== Aim ==
Show every line below that contains the word "wall". Case counts, so match capital and lowercase letters exactly.

========

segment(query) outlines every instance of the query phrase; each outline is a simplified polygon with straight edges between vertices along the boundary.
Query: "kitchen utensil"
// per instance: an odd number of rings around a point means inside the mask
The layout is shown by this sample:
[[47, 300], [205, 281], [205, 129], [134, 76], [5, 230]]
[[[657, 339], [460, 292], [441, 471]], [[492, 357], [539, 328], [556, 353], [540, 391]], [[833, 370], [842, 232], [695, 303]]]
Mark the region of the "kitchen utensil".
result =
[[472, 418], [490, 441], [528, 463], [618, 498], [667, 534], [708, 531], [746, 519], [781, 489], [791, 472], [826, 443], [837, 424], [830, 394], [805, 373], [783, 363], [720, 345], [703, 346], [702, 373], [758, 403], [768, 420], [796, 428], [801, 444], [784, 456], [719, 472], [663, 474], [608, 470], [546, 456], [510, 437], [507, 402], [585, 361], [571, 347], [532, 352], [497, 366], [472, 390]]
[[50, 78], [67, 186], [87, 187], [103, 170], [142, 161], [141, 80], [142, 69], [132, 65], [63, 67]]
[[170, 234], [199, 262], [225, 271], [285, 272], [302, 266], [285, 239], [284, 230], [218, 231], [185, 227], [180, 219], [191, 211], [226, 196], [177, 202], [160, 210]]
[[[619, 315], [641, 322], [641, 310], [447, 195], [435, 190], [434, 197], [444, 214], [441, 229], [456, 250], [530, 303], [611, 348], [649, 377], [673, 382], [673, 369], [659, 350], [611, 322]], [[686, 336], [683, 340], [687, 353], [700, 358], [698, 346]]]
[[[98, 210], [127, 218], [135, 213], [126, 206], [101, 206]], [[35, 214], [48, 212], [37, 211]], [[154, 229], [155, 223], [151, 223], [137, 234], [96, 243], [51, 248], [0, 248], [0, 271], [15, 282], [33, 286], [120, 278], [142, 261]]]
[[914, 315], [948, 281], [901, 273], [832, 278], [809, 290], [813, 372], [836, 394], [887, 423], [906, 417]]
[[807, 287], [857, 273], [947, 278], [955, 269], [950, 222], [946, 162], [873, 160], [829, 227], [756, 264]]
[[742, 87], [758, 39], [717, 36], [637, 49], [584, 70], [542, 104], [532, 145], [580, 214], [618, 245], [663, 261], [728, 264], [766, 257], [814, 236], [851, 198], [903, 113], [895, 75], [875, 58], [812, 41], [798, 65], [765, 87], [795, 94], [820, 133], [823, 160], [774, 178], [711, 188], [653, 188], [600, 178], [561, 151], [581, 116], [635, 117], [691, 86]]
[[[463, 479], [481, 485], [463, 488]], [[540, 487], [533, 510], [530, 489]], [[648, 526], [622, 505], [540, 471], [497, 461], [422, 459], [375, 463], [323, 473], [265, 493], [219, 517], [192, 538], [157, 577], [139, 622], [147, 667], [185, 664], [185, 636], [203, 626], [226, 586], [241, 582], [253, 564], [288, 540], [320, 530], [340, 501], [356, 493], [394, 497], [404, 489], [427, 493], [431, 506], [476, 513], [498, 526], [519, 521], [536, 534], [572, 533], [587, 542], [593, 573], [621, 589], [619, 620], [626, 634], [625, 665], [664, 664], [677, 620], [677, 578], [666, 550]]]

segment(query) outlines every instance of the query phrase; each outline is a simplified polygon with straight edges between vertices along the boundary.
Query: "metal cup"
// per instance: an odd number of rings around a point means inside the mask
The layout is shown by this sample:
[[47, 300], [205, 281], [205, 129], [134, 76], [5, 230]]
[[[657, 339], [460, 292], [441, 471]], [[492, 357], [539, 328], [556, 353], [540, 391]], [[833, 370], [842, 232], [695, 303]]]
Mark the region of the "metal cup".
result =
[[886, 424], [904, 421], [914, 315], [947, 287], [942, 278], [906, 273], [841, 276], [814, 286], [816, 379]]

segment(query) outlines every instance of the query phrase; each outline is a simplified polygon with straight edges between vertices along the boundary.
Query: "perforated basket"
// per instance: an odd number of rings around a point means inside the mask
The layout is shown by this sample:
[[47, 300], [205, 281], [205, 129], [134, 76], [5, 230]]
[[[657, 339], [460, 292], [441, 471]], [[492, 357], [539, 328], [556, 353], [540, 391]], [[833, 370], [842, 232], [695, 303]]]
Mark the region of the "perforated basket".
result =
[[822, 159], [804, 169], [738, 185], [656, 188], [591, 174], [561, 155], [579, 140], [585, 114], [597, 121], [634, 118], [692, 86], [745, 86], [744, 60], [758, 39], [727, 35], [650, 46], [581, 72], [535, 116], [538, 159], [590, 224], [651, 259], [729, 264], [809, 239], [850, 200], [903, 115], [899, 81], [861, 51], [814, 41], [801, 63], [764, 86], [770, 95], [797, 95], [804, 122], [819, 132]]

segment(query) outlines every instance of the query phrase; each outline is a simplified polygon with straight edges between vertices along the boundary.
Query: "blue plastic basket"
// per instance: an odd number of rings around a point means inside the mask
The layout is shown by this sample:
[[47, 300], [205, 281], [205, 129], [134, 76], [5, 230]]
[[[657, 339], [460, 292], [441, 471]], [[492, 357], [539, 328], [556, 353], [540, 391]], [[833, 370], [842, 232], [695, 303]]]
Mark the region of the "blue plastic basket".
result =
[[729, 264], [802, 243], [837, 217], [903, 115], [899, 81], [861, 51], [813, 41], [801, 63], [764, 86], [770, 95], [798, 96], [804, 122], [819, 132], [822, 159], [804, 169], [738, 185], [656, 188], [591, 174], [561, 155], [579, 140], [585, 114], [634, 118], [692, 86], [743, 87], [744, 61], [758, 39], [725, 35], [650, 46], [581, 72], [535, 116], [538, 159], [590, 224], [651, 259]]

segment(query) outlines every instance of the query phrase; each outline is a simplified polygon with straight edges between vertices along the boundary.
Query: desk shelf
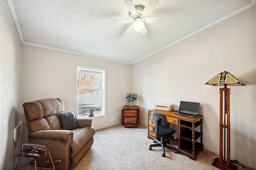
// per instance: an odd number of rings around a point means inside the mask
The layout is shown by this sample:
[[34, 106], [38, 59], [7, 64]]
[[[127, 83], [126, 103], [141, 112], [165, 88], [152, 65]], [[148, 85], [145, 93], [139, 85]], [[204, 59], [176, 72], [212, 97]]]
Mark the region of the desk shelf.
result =
[[[195, 123], [195, 128], [196, 128], [198, 126], [200, 126], [202, 123], [202, 122], [200, 121], [197, 121]], [[192, 122], [188, 122], [183, 120], [180, 120], [180, 126], [187, 127], [188, 128], [192, 128], [192, 126], [193, 123]]]
[[195, 132], [195, 136], [193, 137], [193, 132], [190, 130], [186, 130], [185, 131], [182, 132], [180, 135], [180, 138], [186, 139], [190, 142], [192, 142], [193, 138], [194, 140], [196, 140], [198, 138], [202, 136], [202, 133], [198, 132]]
[[181, 139], [181, 146], [179, 148], [179, 152], [188, 156], [191, 159], [195, 160], [198, 153], [203, 149], [203, 146], [201, 143], [196, 142], [194, 154], [193, 153], [193, 143], [188, 140]]

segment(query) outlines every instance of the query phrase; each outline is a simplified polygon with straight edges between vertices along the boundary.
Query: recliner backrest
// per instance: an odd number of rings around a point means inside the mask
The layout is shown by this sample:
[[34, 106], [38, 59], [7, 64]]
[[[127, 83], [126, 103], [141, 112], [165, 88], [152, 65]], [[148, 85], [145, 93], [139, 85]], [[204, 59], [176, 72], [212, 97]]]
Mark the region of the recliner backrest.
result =
[[64, 111], [64, 103], [60, 99], [38, 100], [25, 103], [23, 106], [29, 132], [60, 129], [56, 115]]

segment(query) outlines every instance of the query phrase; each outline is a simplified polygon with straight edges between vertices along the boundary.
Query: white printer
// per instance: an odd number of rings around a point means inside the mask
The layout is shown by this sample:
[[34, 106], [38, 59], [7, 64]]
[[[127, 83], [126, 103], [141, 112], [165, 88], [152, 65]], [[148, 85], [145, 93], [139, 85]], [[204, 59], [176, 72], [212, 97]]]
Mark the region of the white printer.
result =
[[153, 105], [154, 109], [171, 111], [172, 109], [172, 105], [169, 103], [155, 103]]

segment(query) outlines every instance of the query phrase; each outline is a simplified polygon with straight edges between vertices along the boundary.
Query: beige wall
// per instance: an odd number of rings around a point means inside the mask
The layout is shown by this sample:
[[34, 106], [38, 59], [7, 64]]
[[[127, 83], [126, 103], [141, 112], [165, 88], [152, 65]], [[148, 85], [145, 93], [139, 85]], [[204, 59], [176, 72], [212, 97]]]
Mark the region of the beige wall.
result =
[[76, 66], [106, 69], [106, 116], [93, 117], [92, 126], [99, 129], [121, 123], [131, 86], [131, 65], [26, 45], [22, 45], [22, 103], [59, 97], [65, 111], [75, 113]]
[[256, 168], [255, 24], [253, 7], [133, 64], [141, 123], [154, 103], [199, 102], [204, 148], [218, 154], [219, 87], [204, 84], [226, 70], [247, 85], [231, 87], [231, 158]]
[[0, 0], [0, 169], [14, 169], [15, 148], [21, 151], [22, 137], [14, 144], [13, 130], [22, 120], [22, 45], [6, 1]]

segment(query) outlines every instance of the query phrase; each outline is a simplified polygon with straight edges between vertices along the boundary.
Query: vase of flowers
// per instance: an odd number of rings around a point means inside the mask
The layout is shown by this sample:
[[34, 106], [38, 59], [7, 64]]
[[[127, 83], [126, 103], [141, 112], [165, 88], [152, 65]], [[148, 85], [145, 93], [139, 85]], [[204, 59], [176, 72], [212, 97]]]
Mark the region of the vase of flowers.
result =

========

== Solved problem ==
Query: beige wall
Mark the region of the beige wall.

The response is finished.